[PAGE TEXT]

The answer: Yes, it is for you. You just need to make the process better for yourself.
So, why discuss boredom and pain? Well, the truth is boredom can lead to poor compliance, poor form and, in the long run, injury.
Why participate in fitness?
First, let’s look at the reasons why fitness is important for our health. Fitness has many benefits, including:
- Preventing cancer
- Preventing diabetes
- Preventing heart disease
- Preventing obesity
- Preventing osteoporosis
- Improving cognitive function
- Improving mood
How often should I exercise?
Experts recommend adults complete 150 minutes of moderate aerobic activity each week. This can include a brisk walk, mowing the lawn or gardening. Additionally, adults should perform strength training for all major muscle groups twice per week. If you prefer vigorous physical activity, aim for a minimum of 75 minutes per week.
Where can I go from here?
Mankato and the surrounding area are full of options for physical activity. Local organizations and fitness centers offer weekly group classes. Plus, we have the great outdoors. The Mankato area has many trails for walking, hiking and biking. Community recreation programs where you can try a variety of activities and sign up for team sports are also available.
Check out the many workout resources online if you prefer that method.
Now, what about these aches and pains?
Shoulder pain. A major cause of shoulder pain is tendonitis, which is inflammation in the muscles from overuse, compression and poor mechanics.
Another common shoulder affliction is chronic compression of the rotator cuff muscles, which can result in shoulder impingement. Symptoms include pain in the front of the shoulder and pain throughout the shoulder with overhead motions.
Preventing this type of shoulder pain includes practicing proper posture and performing rotator cuff and scapular strength exercises. One of the most effective ways to accomplish both is by squeezing the muscles between the base of your shoulder blades and essentially guiding them down toward your back pockets.
Patellofemoral pain. Patellofemoral pain occurs in the front of the knee and is caused by overuse, injury, excess weight, poor alignment of the kneecap or changes underneath the kneecap.
Prevention includes practicing proper form and mechanics during squatting and jumping activities, as well as performing exercises to stabilize the knee joint and promoting proper alignment of the knee cap.

[/PAGE TEXT]
[DATA]

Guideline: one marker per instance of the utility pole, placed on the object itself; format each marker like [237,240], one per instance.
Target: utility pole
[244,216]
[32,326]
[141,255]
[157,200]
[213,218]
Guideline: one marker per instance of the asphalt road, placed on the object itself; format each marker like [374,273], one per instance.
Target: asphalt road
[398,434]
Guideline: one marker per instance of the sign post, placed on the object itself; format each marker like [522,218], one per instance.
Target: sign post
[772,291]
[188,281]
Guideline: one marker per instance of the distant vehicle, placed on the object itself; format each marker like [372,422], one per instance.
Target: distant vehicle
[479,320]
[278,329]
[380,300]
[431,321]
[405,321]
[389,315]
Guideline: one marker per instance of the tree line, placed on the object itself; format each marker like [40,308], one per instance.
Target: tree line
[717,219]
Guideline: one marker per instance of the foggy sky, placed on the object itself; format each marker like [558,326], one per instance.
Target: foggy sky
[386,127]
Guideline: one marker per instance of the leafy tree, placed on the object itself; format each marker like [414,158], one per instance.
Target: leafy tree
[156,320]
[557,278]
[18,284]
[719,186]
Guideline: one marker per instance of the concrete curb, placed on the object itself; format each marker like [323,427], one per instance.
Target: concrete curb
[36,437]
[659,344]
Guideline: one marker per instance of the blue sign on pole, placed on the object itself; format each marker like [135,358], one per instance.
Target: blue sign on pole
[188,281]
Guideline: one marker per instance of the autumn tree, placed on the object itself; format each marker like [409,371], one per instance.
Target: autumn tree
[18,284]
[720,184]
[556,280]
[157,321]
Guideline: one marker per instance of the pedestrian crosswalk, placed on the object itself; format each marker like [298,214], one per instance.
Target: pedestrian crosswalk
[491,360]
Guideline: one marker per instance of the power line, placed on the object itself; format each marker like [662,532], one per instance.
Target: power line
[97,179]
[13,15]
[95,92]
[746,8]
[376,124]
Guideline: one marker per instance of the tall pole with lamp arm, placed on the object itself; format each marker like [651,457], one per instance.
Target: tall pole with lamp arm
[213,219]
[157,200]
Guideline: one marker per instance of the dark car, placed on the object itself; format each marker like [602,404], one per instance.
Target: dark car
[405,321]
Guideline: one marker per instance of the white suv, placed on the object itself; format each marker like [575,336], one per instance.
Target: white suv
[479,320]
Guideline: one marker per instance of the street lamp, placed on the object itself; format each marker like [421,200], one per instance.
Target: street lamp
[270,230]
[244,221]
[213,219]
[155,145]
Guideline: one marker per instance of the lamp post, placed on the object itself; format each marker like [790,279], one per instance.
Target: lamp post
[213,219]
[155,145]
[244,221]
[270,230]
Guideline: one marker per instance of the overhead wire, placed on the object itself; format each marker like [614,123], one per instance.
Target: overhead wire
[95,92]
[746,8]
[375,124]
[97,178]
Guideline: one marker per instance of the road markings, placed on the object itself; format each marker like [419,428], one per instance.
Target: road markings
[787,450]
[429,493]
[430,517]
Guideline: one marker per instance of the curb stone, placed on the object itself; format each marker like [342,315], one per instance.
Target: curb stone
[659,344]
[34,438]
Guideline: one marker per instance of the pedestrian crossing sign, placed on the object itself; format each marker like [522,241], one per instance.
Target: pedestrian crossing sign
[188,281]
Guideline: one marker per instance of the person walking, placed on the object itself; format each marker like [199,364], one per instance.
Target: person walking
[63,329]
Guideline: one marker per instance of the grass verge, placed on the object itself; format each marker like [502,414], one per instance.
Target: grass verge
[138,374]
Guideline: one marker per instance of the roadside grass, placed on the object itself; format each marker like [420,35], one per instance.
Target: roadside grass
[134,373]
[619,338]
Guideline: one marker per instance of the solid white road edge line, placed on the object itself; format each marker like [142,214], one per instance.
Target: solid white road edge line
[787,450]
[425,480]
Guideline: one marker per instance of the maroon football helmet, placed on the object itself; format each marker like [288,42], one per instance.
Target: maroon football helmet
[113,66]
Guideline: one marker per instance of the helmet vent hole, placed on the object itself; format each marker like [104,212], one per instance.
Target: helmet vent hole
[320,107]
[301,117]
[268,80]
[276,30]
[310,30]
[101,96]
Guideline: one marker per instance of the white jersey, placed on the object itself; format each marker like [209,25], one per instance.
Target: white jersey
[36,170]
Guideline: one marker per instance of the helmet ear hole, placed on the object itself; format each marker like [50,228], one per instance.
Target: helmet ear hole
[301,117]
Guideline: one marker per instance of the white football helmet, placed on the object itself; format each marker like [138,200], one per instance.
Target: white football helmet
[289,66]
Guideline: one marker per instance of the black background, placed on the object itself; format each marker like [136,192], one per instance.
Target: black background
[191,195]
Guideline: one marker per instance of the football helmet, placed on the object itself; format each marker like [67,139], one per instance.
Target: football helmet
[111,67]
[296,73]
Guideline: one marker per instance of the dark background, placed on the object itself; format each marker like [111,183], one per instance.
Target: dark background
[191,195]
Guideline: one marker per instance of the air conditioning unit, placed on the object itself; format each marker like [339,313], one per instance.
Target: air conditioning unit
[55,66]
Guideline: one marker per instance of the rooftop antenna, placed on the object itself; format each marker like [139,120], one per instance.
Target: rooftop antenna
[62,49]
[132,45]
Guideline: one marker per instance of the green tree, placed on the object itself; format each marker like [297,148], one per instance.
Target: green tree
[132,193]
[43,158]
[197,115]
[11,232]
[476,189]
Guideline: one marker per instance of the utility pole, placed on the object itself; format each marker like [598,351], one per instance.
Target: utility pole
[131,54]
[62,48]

[/DATA]

*REQUIRED ACTION A*
In the fitness article, reproduce the passage that begins at the words "Prevention includes practicing" and stops after "the knee cap.".
*REQUIRED ACTION B*
According to the fitness article, how many minutes of moderate aerobic activity should adults complete each week?
*REQUIRED ACTION C*
Continue the fitness article from its last sentence.

*TASK ANSWER A*
Prevention includes practicing proper form and mechanics during squatting and jumping activities, as well as performing exercises to stabilize the knee joint and promoting proper alignment of the knee cap.

*TASK ANSWER B*
150 minutes

*TASK ANSWER C*
Shin splints. Shin splints occur when the shins throb and ache following running or jumping activities. Most often, swollen, overused muscles are the cause. However, other factors can also contribute, including flat feet, weakness in the hips or core musculature, poor lumbar spine (low back) function or stress fractures in the lower leg bones.
You can prevent or correct shin splints using a variety of options. Rest, ice, compression sleeves and orthotics are most commonly used to keep muscles warm and improve mechanics during running and jumping activities. Speak with your health care provider if shin pain persists.
Back pain. Lumbar strains and disc issues are common culprits of back pain.
A lumbar strain is a pulled muscle in the back. It often begins as a sharp pain that dulls down gradually and is sometimes accompanied by a muscle spasm. Poor form during lifting activities causes most lumbar strains.
Ice or heat, gentle movement and your anti-inflammatory of choice are the best methods for managing the initial pain of a lumbar strain. Education on lifting techniques will help prevent a recurrence.
Poor form or mechanics during lifting activities also often cause disc issues. However, prolonged positioning, particularly in a flexed posture, can also be the cause. Symptoms include pain in the back that can cause spasms and/or include pain, numbness or tingling that reaches into the arms (from the neck) or legs (from the low back). Occasionally, these symptoms are accompanied by weakness. In these cases, it’s best to consult with your physician and seek treatment from a physical therapist to reduce pain and prevent future issues.
Now, go out there, find an enjoyable form of physical activity, and improve your injury awareness and prevention. Just remember, an injury is not a disability, it’s an area for improvement.